━━━━━ Recorded information

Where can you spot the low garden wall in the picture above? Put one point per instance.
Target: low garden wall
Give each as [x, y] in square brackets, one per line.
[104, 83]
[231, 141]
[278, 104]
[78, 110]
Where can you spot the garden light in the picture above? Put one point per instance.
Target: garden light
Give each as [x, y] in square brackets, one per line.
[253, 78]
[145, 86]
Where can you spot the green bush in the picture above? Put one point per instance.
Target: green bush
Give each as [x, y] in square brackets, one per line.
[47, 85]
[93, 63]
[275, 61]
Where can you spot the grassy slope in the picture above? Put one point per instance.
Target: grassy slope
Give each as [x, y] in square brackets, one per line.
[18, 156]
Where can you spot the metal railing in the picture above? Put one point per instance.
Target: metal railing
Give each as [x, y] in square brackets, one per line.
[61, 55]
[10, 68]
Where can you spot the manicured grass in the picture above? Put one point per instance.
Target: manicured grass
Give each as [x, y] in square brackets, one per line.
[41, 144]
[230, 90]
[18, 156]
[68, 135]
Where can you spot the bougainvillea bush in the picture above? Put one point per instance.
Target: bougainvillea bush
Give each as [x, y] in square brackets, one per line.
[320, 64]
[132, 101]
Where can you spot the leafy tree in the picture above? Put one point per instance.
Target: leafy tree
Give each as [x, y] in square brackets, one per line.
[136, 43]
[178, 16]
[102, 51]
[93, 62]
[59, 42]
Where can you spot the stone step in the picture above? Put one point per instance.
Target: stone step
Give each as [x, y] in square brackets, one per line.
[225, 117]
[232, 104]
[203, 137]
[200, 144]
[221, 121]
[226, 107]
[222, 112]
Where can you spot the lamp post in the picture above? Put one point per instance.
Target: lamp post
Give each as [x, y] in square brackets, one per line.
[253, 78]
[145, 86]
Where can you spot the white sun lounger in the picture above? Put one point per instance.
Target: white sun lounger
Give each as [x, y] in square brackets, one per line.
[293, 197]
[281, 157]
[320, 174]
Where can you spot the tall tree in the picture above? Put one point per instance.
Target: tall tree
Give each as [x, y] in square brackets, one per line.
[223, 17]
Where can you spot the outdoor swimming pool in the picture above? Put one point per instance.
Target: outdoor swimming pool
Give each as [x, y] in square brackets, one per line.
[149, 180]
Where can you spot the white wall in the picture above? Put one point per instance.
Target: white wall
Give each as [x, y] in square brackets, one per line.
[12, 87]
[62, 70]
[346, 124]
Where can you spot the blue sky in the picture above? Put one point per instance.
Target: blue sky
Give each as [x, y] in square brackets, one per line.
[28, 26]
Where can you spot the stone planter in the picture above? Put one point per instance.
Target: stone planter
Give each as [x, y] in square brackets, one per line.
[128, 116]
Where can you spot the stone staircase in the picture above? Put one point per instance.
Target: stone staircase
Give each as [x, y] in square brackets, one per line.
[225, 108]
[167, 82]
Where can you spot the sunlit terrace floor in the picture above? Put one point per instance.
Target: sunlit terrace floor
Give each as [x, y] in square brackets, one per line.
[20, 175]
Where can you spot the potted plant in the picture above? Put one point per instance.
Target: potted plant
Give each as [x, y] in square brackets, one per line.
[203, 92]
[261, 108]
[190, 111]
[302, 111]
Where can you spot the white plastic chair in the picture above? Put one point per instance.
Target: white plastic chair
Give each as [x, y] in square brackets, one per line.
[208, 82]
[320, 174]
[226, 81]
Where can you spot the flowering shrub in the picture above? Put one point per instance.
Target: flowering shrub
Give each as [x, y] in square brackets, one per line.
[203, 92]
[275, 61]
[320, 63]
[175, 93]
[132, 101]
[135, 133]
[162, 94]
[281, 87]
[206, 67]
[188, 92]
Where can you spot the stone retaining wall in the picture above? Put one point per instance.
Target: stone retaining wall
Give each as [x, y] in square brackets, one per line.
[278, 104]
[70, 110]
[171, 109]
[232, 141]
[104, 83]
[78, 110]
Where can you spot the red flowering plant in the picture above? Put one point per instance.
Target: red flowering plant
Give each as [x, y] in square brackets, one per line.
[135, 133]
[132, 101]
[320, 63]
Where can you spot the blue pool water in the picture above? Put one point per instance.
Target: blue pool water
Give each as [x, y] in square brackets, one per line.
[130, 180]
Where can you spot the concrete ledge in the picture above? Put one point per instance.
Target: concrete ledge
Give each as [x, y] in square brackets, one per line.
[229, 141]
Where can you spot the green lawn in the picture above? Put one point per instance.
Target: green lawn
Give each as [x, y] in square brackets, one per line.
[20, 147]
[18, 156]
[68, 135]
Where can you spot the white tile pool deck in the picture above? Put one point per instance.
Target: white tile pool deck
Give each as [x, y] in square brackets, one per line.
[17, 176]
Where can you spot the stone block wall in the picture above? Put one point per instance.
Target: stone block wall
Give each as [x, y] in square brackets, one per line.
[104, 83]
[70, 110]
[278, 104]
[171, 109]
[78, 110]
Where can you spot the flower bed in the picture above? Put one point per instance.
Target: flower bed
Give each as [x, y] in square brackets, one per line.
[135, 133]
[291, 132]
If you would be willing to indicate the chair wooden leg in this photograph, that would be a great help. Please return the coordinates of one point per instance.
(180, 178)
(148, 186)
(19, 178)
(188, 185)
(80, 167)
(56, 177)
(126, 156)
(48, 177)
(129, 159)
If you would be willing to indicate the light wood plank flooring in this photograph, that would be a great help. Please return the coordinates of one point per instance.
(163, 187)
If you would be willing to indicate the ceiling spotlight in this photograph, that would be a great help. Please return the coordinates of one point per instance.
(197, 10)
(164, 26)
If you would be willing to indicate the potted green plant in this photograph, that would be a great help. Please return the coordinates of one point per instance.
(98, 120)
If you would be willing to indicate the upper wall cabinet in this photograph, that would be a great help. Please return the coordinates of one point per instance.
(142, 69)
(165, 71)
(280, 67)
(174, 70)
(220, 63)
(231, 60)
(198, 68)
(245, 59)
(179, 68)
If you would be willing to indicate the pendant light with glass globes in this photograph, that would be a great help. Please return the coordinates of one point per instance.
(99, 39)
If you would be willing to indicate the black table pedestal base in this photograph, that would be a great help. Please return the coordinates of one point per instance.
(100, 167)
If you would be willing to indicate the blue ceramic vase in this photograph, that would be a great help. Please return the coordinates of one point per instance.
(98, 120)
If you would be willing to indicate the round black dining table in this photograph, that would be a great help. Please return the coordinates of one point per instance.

━━━━━━━━━━

What you have to do: Each line of the entries holding the string "block" should be found and copied.

Written reply:
Where can you spot the stone block wall in the picture above? Put one point per instance.
Target: stone block wall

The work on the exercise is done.